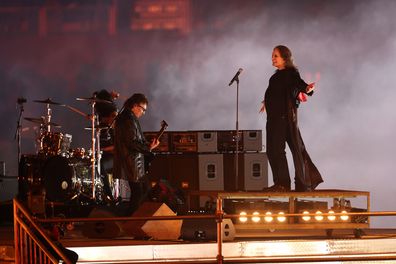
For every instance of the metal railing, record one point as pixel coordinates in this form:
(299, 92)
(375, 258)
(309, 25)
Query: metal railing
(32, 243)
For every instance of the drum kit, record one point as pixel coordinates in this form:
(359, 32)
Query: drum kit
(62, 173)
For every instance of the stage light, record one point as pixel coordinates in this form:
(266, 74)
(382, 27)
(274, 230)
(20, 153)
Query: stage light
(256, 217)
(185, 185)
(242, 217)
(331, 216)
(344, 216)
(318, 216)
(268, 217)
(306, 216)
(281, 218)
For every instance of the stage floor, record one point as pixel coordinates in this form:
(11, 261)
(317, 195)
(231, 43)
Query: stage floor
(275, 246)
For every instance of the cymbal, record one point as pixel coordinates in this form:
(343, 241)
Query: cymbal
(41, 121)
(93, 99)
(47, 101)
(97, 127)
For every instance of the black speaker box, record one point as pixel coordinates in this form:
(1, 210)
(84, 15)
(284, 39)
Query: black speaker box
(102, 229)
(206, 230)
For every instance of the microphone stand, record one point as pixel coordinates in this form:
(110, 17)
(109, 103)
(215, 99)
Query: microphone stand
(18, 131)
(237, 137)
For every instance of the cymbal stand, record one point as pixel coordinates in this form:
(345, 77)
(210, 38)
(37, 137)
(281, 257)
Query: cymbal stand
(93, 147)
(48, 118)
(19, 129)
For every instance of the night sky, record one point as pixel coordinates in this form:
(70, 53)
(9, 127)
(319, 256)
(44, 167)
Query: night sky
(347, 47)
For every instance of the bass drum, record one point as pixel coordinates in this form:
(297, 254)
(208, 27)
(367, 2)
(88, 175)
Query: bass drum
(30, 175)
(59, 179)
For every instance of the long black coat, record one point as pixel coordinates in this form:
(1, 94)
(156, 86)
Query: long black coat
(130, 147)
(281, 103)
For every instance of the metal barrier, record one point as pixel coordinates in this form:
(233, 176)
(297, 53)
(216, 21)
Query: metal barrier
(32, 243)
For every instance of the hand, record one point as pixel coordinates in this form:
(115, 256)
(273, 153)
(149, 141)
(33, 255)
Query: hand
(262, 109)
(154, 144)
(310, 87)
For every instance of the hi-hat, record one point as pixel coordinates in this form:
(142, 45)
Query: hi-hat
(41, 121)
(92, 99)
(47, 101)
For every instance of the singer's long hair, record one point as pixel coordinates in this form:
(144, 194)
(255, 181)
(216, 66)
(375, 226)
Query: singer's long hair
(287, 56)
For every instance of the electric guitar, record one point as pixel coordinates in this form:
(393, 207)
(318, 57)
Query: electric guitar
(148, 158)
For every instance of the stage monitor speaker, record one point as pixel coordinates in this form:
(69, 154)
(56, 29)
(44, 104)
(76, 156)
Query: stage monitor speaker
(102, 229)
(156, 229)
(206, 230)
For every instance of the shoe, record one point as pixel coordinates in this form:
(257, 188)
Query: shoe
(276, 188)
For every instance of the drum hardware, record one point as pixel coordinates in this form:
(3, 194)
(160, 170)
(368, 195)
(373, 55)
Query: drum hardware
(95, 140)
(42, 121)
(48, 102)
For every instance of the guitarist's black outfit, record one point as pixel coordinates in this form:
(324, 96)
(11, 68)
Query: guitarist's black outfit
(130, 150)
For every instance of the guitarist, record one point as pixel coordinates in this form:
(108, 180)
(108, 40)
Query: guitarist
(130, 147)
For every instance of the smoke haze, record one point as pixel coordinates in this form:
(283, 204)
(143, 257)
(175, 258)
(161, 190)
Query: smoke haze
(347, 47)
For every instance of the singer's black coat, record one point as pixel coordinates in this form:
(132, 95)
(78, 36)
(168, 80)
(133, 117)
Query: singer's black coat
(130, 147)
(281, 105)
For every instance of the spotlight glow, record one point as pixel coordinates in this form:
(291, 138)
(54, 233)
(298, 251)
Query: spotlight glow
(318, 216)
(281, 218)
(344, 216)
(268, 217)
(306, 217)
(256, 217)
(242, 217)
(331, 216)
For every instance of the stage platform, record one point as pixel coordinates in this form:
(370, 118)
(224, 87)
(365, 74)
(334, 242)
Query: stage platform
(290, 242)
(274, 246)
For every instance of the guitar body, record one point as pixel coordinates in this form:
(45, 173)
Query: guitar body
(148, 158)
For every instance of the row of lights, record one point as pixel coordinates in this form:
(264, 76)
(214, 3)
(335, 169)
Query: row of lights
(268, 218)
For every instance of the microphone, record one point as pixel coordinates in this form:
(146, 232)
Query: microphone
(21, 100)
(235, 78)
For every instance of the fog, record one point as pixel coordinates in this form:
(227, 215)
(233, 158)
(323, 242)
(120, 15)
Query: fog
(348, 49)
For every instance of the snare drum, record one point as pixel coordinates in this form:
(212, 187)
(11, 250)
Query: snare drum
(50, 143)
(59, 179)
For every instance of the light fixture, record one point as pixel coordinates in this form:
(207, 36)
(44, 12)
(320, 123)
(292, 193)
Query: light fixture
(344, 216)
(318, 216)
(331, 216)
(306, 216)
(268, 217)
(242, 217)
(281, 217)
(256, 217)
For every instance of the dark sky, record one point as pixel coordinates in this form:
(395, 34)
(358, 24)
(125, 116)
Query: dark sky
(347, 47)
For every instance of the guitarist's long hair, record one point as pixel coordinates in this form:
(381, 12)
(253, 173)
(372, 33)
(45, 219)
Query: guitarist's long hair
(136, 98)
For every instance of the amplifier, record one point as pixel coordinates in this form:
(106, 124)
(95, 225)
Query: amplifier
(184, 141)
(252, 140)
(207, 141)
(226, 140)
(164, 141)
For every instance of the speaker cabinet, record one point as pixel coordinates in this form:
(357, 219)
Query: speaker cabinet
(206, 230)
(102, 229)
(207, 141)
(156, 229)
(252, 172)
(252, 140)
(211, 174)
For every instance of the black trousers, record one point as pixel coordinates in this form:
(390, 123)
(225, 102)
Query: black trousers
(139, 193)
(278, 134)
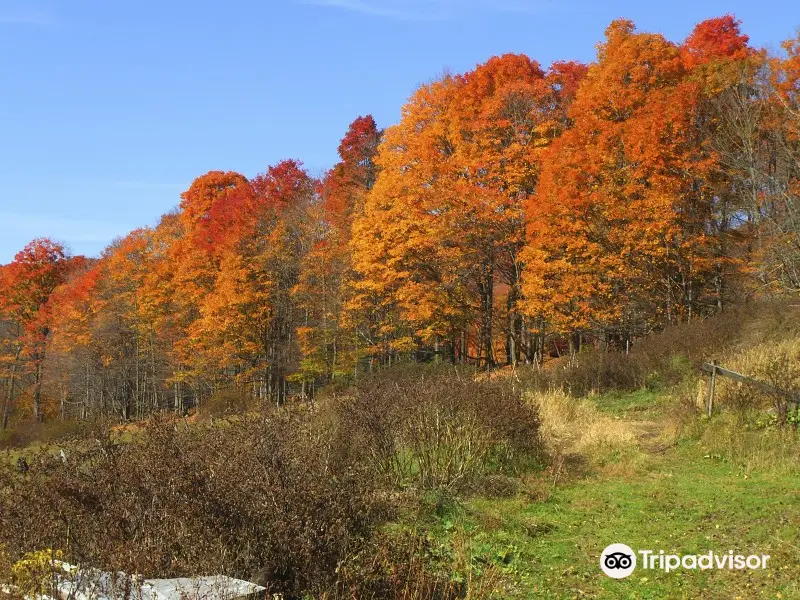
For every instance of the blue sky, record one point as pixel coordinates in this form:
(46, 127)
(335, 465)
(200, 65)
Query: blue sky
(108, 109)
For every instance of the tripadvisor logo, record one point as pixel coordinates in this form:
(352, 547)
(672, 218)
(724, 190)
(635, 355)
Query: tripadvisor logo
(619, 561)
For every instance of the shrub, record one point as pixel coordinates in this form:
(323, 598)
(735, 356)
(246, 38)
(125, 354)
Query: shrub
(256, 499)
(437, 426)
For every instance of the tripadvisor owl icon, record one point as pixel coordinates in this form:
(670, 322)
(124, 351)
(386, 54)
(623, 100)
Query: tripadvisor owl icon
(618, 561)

________________________________________

* _Work to be completed_
With the pictures removed, return each record above exactly as given.

* _Exercise output_
For every instance of the metal railing, record one point as pixel coordinates in this form:
(299, 92)
(375, 258)
(309, 25)
Query: metal railing
(32, 243)
For every instance of the drum kit, record one point as pixel coordinates in this form:
(359, 32)
Query: drum kit
(62, 173)
For every instance of the stage light, record one point as pixel coordinates in this form:
(266, 74)
(382, 27)
(274, 230)
(20, 153)
Query: stage light
(256, 217)
(185, 185)
(242, 217)
(331, 216)
(344, 216)
(318, 216)
(268, 217)
(306, 216)
(281, 218)
For every instance of the stage floor, record one point as pixel coordinates in this form:
(11, 261)
(317, 195)
(231, 43)
Query: stage floor
(275, 246)
For every instance of the cymbal, record one point as pixel coordinates in this form:
(343, 241)
Query: cymbal
(41, 121)
(93, 99)
(47, 101)
(97, 127)
For every instance of the black speaker box, record one point as pixel coordinates in this form:
(1, 210)
(84, 15)
(284, 39)
Query: black speaker box
(102, 229)
(206, 230)
For every instance of the microphone stand, record one point as pixel coordinates in this form:
(110, 17)
(109, 103)
(215, 99)
Query: microphone stand
(18, 131)
(237, 137)
For every instance of the cymbal stand, record one point as pixel coordinates in this form:
(345, 77)
(210, 38)
(37, 137)
(281, 257)
Query: cymbal stand
(93, 147)
(48, 118)
(19, 129)
For every instance of the night sky, record one point as pixel coordinates in this form:
(70, 53)
(9, 127)
(319, 256)
(44, 167)
Query: night sky
(347, 47)
For every instance of the bass drum, record one point as pixel coordinates in this form:
(297, 254)
(208, 27)
(367, 2)
(88, 175)
Query: bass drum
(30, 175)
(59, 179)
For every instance of the long black coat, record one point as pixel coordinates in this form:
(1, 94)
(156, 86)
Query: long black coat
(130, 147)
(281, 103)
For every instance of the metal barrier, record one point as pixel coordinates in this form:
(233, 176)
(297, 53)
(216, 21)
Query: metal barrier
(32, 243)
For every instance of the hand, record one point as pixel coordinates in this form:
(115, 256)
(273, 153)
(149, 141)
(33, 255)
Query: hand
(262, 109)
(154, 144)
(310, 87)
For every instance of the hi-hat, record one point as pixel coordinates in this form:
(142, 45)
Query: hi-hat
(41, 121)
(92, 99)
(47, 101)
For every instance of the singer's long hair, record one point as pixel coordinates in this form:
(144, 194)
(255, 181)
(216, 66)
(375, 226)
Query: singer's long hair
(287, 56)
For every instance of the electric guitar, record one point as pixel coordinates in this form:
(393, 207)
(318, 57)
Query: electric guitar
(148, 158)
For every instance of the stage monitor speaker, record one point as pixel coordinates in this form:
(69, 154)
(56, 29)
(44, 104)
(76, 156)
Query: stage monitor speaker
(102, 229)
(156, 229)
(206, 230)
For every instance of the shoe, record one point as pixel coordinates in this form:
(257, 188)
Query: shoe
(276, 188)
For every instance of the drum hardware, record one point as pixel coordinates in this form:
(3, 194)
(160, 170)
(368, 195)
(373, 55)
Query: drum hardware
(95, 140)
(42, 121)
(48, 102)
For every instance of the guitarist's black outfit, record one point as pixel coordinates in this form:
(324, 96)
(11, 68)
Query: guitarist's black outfit
(130, 150)
For every instance of the guitarist, record one point as pixel coordinates in this form:
(108, 180)
(108, 40)
Query: guitarist
(130, 147)
For every instance of the smoke haze, record one point as pixel coordinates in this form:
(283, 204)
(143, 257)
(175, 258)
(161, 190)
Query: smoke haze
(347, 47)
For every instance of the singer's black coat, record one point as pixel coordinates in this form:
(132, 95)
(78, 36)
(168, 80)
(133, 117)
Query: singer's black coat
(130, 147)
(281, 105)
For every instance of the spotlight glow, record one point as pixel coordinates in this form:
(291, 138)
(54, 233)
(298, 251)
Query: spotlight glow
(318, 216)
(281, 218)
(344, 216)
(268, 217)
(306, 217)
(256, 217)
(242, 217)
(331, 216)
For every instance of the stage platform, record one point as pixel coordinates in this form:
(370, 118)
(224, 87)
(365, 74)
(334, 242)
Query: stage platform
(290, 242)
(274, 246)
For every instance of the guitar body, record one point as pixel coordinates in this form:
(45, 173)
Query: guitar body
(148, 158)
For every instance of the row of lights, record one point as pixel coordinates in this form:
(264, 76)
(214, 3)
(335, 169)
Query: row of lights
(268, 218)
For every instance of the microphone, record one point as pixel coordinates in this form:
(146, 232)
Query: microphone
(21, 100)
(235, 78)
For every instance of the fog, record one point as pixel coordinates in this form:
(227, 215)
(233, 158)
(323, 242)
(120, 15)
Query: fog
(348, 49)
For every instance of the snare drum, record one point as pixel coordinates in this form:
(212, 187)
(11, 250)
Query: snare drum
(50, 143)
(59, 179)
For every instance of the light fixture, record one point as pixel coordinates in this form:
(207, 36)
(44, 12)
(320, 123)
(292, 193)
Query: light fixture
(344, 216)
(318, 216)
(331, 216)
(306, 216)
(268, 217)
(242, 217)
(281, 217)
(256, 217)
For every instance of the dark sky, record one point as pixel coordinates in this form:
(395, 34)
(358, 24)
(125, 116)
Query: dark sky
(347, 47)
For every instance of the guitarist's long hair, record one point as pixel coordinates in this form:
(381, 12)
(253, 173)
(372, 33)
(45, 219)
Query: guitarist's long hair
(136, 98)
For every instance of the amplifier, record one point as pixel coordinates in this form:
(106, 124)
(95, 225)
Query: amplifier
(184, 141)
(252, 140)
(207, 141)
(226, 140)
(164, 141)
For every instance of the speaker cabinet, record one point as pixel coordinates in this form:
(357, 219)
Query: speaker cabinet
(206, 230)
(102, 229)
(207, 141)
(156, 229)
(252, 172)
(252, 140)
(211, 174)
For every instance of the black trousers, record one point as pixel coordinates in this form:
(390, 123)
(225, 102)
Query: black trousers
(139, 193)
(278, 134)
For every instance of the blue sky, record one point as pixel coordinates in this form:
(46, 127)
(335, 465)
(200, 65)
Query: blue sky
(108, 109)
For every instance of the tripadvisor logo, record one point as pixel coordinates in this form:
(352, 547)
(672, 218)
(724, 190)
(635, 355)
Query: tripadvisor logo
(619, 561)
For every instance of the shrub, record one point as pixel coordinates in this form:
(323, 598)
(735, 356)
(246, 38)
(125, 354)
Query: shrub
(256, 499)
(437, 426)
For every instance of the tripadvisor owl icon, record one point as pixel coordinates in this form:
(670, 322)
(124, 351)
(386, 54)
(623, 100)
Query: tripadvisor owl icon
(618, 561)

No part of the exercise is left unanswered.